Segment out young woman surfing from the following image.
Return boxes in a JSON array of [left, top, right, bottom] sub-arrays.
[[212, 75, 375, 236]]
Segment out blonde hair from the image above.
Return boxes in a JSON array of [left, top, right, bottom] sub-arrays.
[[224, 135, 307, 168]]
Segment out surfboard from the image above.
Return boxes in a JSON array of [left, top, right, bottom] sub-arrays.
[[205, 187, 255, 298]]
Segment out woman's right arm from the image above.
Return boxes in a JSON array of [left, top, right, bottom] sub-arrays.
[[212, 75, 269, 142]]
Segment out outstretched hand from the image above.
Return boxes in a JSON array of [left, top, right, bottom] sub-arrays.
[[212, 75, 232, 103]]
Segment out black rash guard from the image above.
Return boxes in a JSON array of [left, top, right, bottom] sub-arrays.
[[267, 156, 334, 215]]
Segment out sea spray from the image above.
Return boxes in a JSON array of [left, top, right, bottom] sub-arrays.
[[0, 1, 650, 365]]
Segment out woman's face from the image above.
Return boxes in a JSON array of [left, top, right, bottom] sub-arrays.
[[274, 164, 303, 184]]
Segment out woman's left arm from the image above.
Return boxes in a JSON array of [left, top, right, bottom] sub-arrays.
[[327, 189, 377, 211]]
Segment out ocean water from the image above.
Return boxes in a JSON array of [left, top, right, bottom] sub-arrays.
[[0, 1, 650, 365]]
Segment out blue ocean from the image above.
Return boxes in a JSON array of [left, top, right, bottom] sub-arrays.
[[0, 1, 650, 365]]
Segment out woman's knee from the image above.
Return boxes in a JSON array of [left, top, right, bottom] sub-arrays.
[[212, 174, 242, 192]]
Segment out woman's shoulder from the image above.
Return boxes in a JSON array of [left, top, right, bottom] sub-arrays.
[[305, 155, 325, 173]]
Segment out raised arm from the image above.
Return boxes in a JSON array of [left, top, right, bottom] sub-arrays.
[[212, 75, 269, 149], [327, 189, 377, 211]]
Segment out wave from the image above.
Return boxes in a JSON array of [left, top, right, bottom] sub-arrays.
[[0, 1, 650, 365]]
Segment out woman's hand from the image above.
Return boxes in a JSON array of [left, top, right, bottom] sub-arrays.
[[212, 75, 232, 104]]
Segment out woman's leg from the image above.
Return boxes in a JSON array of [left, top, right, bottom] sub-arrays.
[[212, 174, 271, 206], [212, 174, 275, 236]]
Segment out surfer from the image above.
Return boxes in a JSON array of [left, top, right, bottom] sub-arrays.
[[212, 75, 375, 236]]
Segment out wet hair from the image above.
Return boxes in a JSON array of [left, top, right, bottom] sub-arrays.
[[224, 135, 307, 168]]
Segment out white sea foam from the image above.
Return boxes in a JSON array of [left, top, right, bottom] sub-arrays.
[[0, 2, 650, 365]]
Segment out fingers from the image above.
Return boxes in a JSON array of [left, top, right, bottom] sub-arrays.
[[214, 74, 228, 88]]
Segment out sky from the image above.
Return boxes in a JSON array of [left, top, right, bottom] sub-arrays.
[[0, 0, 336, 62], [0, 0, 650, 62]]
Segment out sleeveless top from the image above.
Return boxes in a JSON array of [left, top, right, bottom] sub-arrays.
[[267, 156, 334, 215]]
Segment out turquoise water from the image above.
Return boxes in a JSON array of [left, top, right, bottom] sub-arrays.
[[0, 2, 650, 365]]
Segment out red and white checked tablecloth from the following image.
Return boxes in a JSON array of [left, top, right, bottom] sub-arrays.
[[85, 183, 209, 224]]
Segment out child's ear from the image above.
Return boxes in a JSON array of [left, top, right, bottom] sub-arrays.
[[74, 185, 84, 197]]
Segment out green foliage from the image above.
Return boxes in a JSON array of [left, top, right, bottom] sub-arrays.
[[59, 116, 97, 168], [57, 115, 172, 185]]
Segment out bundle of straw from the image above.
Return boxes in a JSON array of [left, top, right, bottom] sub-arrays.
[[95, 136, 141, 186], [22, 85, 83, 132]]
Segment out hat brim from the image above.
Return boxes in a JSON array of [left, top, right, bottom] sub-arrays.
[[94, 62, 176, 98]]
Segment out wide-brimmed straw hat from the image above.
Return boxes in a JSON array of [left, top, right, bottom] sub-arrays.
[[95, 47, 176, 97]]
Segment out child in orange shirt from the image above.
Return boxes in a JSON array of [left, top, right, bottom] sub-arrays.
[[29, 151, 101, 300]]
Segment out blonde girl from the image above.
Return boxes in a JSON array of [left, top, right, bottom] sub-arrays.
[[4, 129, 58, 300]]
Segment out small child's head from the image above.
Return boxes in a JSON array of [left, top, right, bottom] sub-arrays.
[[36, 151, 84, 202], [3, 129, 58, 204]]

· · · · · · ·

**SET PROBLEM**
Reproduce verbatim the stretch of the records from the line containing "Segment out blonde girl from the image above." through the end of the records, including both ends.

**WORKED ANSWER**
Segment out blonde girl from the image above.
Return boxes in a JSON array of [left, top, right, bottom] sub-arrays.
[[4, 129, 58, 300]]
Segment out small child's head from the image above.
Return boxes in a JSON array of [left, top, right, bottom] sub-arrays.
[[36, 151, 84, 202], [3, 129, 58, 204]]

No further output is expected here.